Output, word for word, each line from the one with "Q: Find one point on every instance of the white" through the end of the listing below, excluding every picture.

Segment Start: Supplied data

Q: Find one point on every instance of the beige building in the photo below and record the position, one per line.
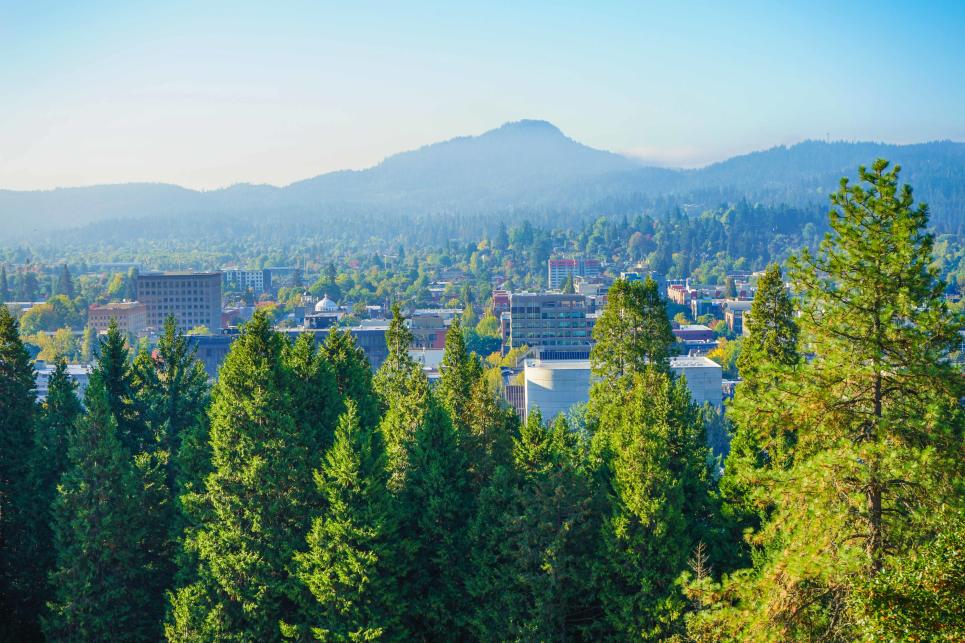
(131, 317)
(194, 298)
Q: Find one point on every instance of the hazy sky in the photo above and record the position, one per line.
(205, 94)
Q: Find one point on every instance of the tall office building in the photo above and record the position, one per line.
(560, 269)
(194, 298)
(555, 323)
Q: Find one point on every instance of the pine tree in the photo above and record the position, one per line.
(633, 331)
(404, 390)
(645, 538)
(349, 565)
(114, 366)
(315, 400)
(762, 429)
(434, 508)
(65, 285)
(57, 418)
(533, 542)
(459, 372)
(876, 419)
(4, 285)
(17, 410)
(100, 580)
(353, 375)
(256, 508)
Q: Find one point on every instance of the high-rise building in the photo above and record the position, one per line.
(131, 316)
(194, 298)
(560, 269)
(555, 323)
(259, 281)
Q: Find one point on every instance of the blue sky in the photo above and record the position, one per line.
(205, 94)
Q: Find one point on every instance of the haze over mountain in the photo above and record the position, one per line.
(518, 167)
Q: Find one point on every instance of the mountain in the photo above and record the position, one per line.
(526, 166)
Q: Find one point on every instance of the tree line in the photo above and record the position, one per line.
(304, 497)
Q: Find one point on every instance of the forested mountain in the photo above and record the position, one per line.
(528, 167)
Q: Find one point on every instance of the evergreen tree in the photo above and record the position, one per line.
(876, 419)
(349, 565)
(114, 366)
(763, 431)
(633, 331)
(404, 390)
(17, 410)
(4, 285)
(58, 415)
(258, 501)
(315, 400)
(533, 542)
(353, 375)
(100, 582)
(647, 535)
(459, 372)
(434, 508)
(65, 285)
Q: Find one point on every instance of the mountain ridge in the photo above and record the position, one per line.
(520, 165)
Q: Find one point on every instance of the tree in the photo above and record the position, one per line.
(65, 285)
(353, 375)
(17, 411)
(875, 415)
(648, 531)
(114, 366)
(633, 331)
(533, 542)
(434, 508)
(101, 580)
(257, 503)
(4, 285)
(55, 424)
(349, 565)
(404, 390)
(762, 429)
(730, 288)
(459, 372)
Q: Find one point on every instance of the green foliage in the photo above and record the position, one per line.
(434, 506)
(101, 580)
(349, 566)
(632, 332)
(17, 412)
(257, 503)
(874, 422)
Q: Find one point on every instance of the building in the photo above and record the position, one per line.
(554, 386)
(734, 315)
(211, 350)
(194, 298)
(131, 317)
(560, 269)
(555, 323)
(694, 332)
(704, 378)
(78, 373)
(258, 281)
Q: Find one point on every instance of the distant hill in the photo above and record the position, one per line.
(519, 167)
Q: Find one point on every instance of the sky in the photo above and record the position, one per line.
(208, 94)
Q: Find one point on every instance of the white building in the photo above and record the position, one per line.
(554, 386)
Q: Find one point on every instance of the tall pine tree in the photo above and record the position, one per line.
(877, 423)
(101, 579)
(17, 410)
(350, 565)
(256, 507)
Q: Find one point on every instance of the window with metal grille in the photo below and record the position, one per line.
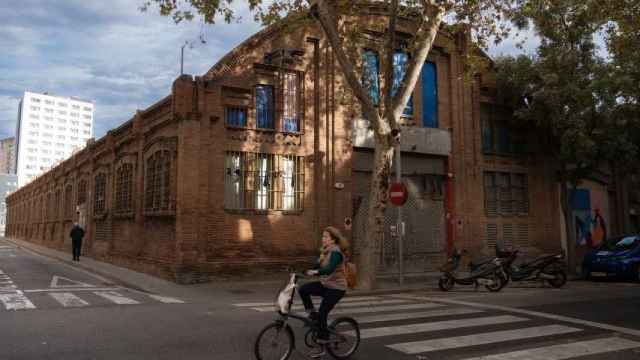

Segment End: Supplied data

**Result of the exercise**
Q: Find one point on every instance of the white building in the photo above and record the position, one per line.
(554, 386)
Q: Find one point on every instance of the tall pine tree in the photo above and record the position, one per line.
(877, 423)
(101, 579)
(17, 410)
(350, 565)
(256, 507)
Q: Find one point on every instance of the window with metal grille in the photo below and record the position, one per line.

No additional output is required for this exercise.